■ Exercise details
Rewrite every line of the records below, requests included, and shift each bounding-box coordinate in the answers by adding 82 to it.

Records:
•••

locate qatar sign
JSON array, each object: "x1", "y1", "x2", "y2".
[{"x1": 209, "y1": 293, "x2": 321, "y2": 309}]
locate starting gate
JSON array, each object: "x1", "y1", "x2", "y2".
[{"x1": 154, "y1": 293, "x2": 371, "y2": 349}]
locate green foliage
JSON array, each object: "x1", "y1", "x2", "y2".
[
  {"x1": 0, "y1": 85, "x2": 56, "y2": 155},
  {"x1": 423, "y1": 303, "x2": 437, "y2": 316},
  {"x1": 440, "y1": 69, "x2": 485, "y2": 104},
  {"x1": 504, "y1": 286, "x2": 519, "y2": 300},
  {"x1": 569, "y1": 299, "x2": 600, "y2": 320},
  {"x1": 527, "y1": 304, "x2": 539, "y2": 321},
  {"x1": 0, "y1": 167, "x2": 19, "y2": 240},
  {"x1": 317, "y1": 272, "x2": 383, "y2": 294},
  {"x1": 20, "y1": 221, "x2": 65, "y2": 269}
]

•••

■ Task answer
locate qatar sign
JSON array, each object: "x1", "y1", "x2", "y2".
[{"x1": 291, "y1": 375, "x2": 403, "y2": 391}]
locate starting gate
JSON array, each object: "x1", "y1", "x2", "y2".
[{"x1": 236, "y1": 375, "x2": 453, "y2": 431}]
locate green foliage
JSON array, each object: "x1", "y1", "x2", "y2".
[
  {"x1": 82, "y1": 167, "x2": 138, "y2": 237},
  {"x1": 505, "y1": 385, "x2": 519, "y2": 398},
  {"x1": 522, "y1": 151, "x2": 567, "y2": 186},
  {"x1": 586, "y1": 368, "x2": 601, "y2": 382},
  {"x1": 651, "y1": 381, "x2": 682, "y2": 402},
  {"x1": 609, "y1": 386, "x2": 621, "y2": 403},
  {"x1": 82, "y1": 249, "x2": 101, "y2": 322},
  {"x1": 399, "y1": 354, "x2": 465, "y2": 376},
  {"x1": 102, "y1": 303, "x2": 147, "y2": 351}
]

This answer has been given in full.